=== Data supplied ===

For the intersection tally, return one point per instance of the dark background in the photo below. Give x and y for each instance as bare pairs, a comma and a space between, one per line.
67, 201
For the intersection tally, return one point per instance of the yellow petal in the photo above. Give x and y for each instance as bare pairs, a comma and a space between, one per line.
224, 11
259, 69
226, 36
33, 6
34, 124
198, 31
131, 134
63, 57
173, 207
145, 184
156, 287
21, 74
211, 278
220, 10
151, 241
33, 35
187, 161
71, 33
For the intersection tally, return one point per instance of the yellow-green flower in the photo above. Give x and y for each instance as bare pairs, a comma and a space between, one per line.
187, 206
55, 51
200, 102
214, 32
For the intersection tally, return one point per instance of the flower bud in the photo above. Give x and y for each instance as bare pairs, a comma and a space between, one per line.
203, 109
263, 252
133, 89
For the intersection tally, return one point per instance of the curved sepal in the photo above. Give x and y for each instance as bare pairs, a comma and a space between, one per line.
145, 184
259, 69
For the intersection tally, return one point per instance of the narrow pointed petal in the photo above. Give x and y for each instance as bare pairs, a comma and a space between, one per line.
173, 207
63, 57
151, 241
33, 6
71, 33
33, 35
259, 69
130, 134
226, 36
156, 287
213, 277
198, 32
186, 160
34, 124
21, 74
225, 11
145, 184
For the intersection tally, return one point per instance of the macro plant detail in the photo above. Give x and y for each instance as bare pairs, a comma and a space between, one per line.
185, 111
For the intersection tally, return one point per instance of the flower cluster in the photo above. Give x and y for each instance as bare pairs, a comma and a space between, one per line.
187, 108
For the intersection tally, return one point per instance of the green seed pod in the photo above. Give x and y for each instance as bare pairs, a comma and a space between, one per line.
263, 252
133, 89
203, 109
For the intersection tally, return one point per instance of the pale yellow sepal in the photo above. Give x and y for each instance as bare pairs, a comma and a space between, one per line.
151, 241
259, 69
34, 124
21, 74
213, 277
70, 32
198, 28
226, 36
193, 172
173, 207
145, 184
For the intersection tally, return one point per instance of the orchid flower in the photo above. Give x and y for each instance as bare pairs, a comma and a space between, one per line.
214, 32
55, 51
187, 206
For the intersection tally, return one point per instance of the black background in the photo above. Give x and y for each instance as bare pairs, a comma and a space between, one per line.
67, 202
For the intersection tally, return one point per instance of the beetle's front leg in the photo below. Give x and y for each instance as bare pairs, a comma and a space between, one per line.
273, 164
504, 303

===

» **Problem requirements**:
Reproduce each line above without any alteration.

» **Expected output**:
For the intersection tally, return one point per instance of the dark background in the photo below. Give x and y for each instance as bare pairs, a comma and a space between, one per line.
67, 201
For the intersection tally, return one point per instance of the yellow petal in the photo above. Give x and y for each instance as bare pairs, a comma and a space between, one per line.
224, 11
259, 69
226, 36
33, 6
34, 124
198, 31
131, 134
63, 57
173, 207
145, 184
156, 287
21, 74
211, 278
220, 10
151, 241
33, 35
187, 161
71, 33
For the intersection tally, return one point per instance of the yellow-green flower in the photo above. Give x and y for each instance as bare pairs, a comma and a space between, one per line.
187, 206
55, 51
200, 102
214, 32
For the intersection tally, return one point per instance of the flower bud in the photo above. Give x and y for each instance as bare pairs, a comma and a space between, one per line.
203, 109
263, 252
133, 89
For the intersection tally, return one point per instance of the curved sepal in the photo above. Give x and y for each instance as bare pairs, a comma and a space between, one per line.
145, 184
259, 69
For the intersection tally, return one point per instance of the narrow pointed petal in the photo above. Give x and y for each instance as bare pairs, a comma and a space between, one per line.
173, 207
63, 57
151, 241
33, 6
71, 33
33, 35
259, 69
130, 134
226, 36
156, 287
213, 277
198, 32
186, 160
34, 124
21, 74
225, 11
145, 184
For the intersection tally, return one point per instance of the macro plant detail in the photo above. Give x and y for each instance as bare pairs, a comma and a space between, one per line.
185, 111
For the intersection tally, return one point per instance of the flower cluster in the photo above. Give x and y for each instance as bare pairs, a comma and a space between, one per line.
187, 108
For the intersection tally, return one point per instance of the green seed pod in the photo above. Give x and y for each instance as bare pairs, a comma and a space between, one per line.
263, 252
133, 89
203, 109
For the intersection tally, return one point per instance of the pale yellow sepal in the photo above. Give x and y for each instance as bare pairs, a comma and a space between, one per line.
151, 241
259, 69
34, 124
21, 74
213, 277
70, 32
198, 28
226, 36
193, 172
173, 207
145, 184
For the intersection tally, return one point per instance of the orchid flower in the photo above. Give x and y for each instance as bare pairs, a comma and a space between, one per line.
214, 32
55, 51
187, 206
For the intersection tally, return one point per instance of the black background in the photo above. Give x and y for each instance as bare pairs, a comma and a space between, one per line.
67, 202
For the intersection tally, return one point per instance of the beetle's front leg in the photo below. Give x and y for each instance as bare pairs, a comma and a space between, one per line.
273, 164
504, 303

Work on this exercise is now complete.